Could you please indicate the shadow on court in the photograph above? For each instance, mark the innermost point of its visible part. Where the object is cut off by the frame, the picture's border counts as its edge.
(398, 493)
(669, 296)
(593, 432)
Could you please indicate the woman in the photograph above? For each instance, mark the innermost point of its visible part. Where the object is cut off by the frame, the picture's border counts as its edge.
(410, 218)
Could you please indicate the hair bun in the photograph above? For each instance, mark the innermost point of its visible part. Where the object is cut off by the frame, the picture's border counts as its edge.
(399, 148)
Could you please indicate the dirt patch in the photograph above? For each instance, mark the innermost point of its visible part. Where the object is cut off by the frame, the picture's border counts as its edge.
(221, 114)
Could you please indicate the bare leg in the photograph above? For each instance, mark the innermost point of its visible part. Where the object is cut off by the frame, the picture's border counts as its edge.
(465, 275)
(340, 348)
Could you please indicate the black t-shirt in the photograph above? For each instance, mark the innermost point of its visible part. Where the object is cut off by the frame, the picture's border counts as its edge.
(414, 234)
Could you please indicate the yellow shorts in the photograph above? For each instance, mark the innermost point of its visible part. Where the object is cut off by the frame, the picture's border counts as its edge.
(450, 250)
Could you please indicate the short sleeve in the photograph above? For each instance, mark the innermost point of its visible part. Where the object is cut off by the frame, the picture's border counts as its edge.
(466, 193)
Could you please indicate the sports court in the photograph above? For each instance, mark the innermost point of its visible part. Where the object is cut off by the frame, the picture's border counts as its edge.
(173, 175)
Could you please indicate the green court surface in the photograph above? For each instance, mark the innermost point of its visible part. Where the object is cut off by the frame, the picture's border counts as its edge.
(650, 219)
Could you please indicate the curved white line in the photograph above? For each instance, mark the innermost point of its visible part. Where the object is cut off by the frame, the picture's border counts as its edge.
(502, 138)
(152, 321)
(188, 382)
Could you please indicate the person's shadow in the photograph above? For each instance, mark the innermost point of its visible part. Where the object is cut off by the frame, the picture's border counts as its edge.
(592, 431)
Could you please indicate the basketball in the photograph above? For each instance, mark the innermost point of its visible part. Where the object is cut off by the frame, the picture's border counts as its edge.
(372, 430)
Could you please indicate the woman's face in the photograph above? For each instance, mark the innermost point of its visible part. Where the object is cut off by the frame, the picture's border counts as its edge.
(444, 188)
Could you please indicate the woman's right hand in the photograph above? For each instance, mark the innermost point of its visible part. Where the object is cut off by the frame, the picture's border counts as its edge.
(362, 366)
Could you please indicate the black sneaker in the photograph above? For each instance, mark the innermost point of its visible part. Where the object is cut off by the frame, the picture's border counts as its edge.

◆ ◆ ◆

- _DESCRIPTION OF THE TASK_: Reproduce all of the data above word for word, line by line.

- _WORKED ANSWER_:
Could you please indicate the shadow on court in the photograph above? For each instance, mark the innermost point of its visible part. Where the object is cut off by the frame, the picture's border counts as its edge.
(398, 493)
(669, 296)
(593, 432)
Could you please indicate the woman in the photograph above? For each instance, mark the innermost point of its visible part. Where the object is cut off by the frame, the picture's border counts as its edge.
(410, 218)
Could you please indicate the hair bun in the photograph above? For each instance, mark the innermost point of its visible part. Where the object is cut off by the frame, the picture's border counts as its edge.
(399, 148)
Could you please indicate the dirt patch in the photograph above? For each instance, mark the innermost point of its visible part. Where the object is cut off by the frame, the picture's border counts as its edge.
(221, 114)
Could you please indicate the bare leg in the photograph above? For each instance, mark the innermost point of its visible part. Where the object is cut off by the frame, the picture's border counts as its edge.
(465, 275)
(340, 348)
Could you please indicate the black t-shirt in the photograph above? For each instance, mark the innermost point of its visible part. Where the object is cut off by the frame, the picture's border counts as its edge.
(414, 234)
Could you please indicate the yellow shorts in the photograph above? For each instance, mark the innermost point of its visible part. Where the object is cut off by the frame, the picture's border counts as its edge.
(450, 250)
Could you please indicate the short sleeve in the photograph above? For each instance, mark the innermost point of its visible part. Where the object is cut off by the frame, the picture's border counts as its edge.
(466, 193)
Could you please indicate the sports court in the photograph above? For each instance, mark the innermost point of its visible part. Where the object is cut off by the frame, the picture's border counts as its edge.
(173, 175)
Could you please indicate the green court surface in the photograph above? For each instance, mark the innermost point of its visible part. Where the object is cut off by the frame, the picture's border counts as its edge.
(650, 219)
Could you please indicate the curved white line in the photograph above? For each instance, mark the innermost point of its visible part. Where the object is cut off by the frame, the picture's border counts as its edge.
(502, 138)
(152, 321)
(188, 382)
Could you please indicate the person's shadow in the photograph above? For each instance, mark the innermost point of its visible part. Where the object is cut off by the frame, the picture's border counts as its edge.
(592, 431)
Could you please indicate the basketball in the photograph above? For each instance, mark the innermost point of its visible part. Where the object is cut off by the frame, the picture's border counts as its edge.
(372, 430)
Could you please indicate the woman's face in the photograph above? For each instance, mark the innermost point of its visible part. Where the object is cut off by the frame, the picture's border counts as its edge.
(444, 188)
Could you please indicate the woman's right hand in the photograph above? For each instance, mark the innermost point of its visible part. Where the object is cut off by the frame, the picture's border counts as its edge.
(362, 366)
Could you please indicate the black sneaker in the photograph above? For each instance, mark the innermost point of its visible part. Where the object is cut off by the frame, the picture's border counts as its edge.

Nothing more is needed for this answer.